DATA SUPPLIED:
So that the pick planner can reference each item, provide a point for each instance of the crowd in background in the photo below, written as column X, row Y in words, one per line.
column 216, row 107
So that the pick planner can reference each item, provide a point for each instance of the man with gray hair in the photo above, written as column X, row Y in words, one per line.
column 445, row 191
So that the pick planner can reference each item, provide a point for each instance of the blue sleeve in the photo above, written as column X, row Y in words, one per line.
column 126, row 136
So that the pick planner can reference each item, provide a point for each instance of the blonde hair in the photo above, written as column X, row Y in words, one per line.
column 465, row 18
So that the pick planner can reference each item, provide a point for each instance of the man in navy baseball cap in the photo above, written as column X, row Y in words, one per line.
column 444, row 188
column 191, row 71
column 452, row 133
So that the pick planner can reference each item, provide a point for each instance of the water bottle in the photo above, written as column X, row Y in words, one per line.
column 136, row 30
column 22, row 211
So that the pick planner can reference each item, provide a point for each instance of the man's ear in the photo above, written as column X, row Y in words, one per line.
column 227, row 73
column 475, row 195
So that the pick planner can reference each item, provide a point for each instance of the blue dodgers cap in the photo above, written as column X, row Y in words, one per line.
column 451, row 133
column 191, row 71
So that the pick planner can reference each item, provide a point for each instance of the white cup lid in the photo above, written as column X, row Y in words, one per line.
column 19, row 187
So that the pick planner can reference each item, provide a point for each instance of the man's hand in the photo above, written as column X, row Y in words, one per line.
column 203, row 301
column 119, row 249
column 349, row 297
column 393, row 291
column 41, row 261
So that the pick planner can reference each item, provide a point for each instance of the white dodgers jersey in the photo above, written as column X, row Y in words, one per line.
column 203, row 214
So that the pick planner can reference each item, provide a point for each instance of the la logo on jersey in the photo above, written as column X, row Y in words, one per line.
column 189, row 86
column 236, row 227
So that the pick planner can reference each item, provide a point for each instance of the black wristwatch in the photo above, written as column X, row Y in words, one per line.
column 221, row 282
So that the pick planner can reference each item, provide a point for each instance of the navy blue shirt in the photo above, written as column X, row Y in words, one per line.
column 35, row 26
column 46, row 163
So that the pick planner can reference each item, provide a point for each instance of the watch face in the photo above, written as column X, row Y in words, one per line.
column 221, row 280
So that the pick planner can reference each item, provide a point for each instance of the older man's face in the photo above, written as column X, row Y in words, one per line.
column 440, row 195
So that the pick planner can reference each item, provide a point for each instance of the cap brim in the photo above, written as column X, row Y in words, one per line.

WHAT THE TASK ASKS:
Rewrite the rows from the first line up to and including the line with "column 126, row 136", replacing "gray hair" with "silver hair" and leaving everything else unchanged.

SOLUTION FOR THIS PROBLEM:
So that the pick planner can reference each item, provide a point for each instance of the crowd in background in the photo below, written as column X, row Y in words, one per line.
column 216, row 107
So that the pick planner can reference each item, provide a point for each instance of the man with silver hair in the photo above, written as column X, row Y in words, one per line.
column 445, row 191
So that the pick planner can reference each item, provide a point for each instance of the blue sleeve in the photo above, written as column X, row Y in words, one per line.
column 126, row 136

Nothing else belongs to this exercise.